TO BE DONE: Substitute "object" for "instance" in every row and reproduce all rows with everything else unchanged. Omit the pictures from your output.

--- Begin RECORDED DATA ---

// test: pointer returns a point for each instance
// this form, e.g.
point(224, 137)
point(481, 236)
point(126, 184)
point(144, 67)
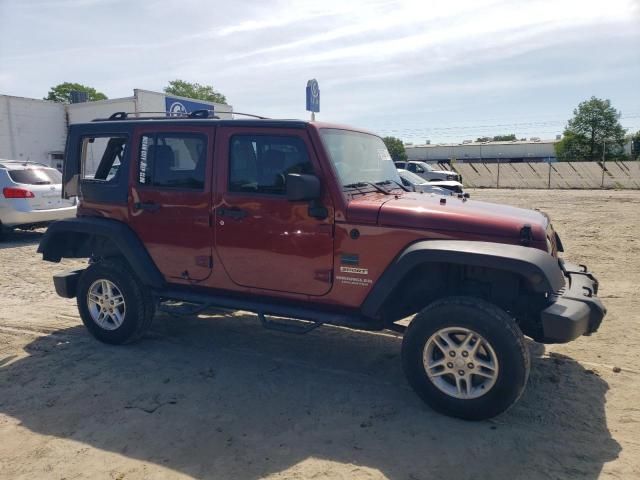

--- End RECORDED DATA ---

RESULT FOR THIS TASK:
// test: pointer returns a point for each object
// this form, e.g.
point(224, 137)
point(481, 236)
point(126, 184)
point(144, 67)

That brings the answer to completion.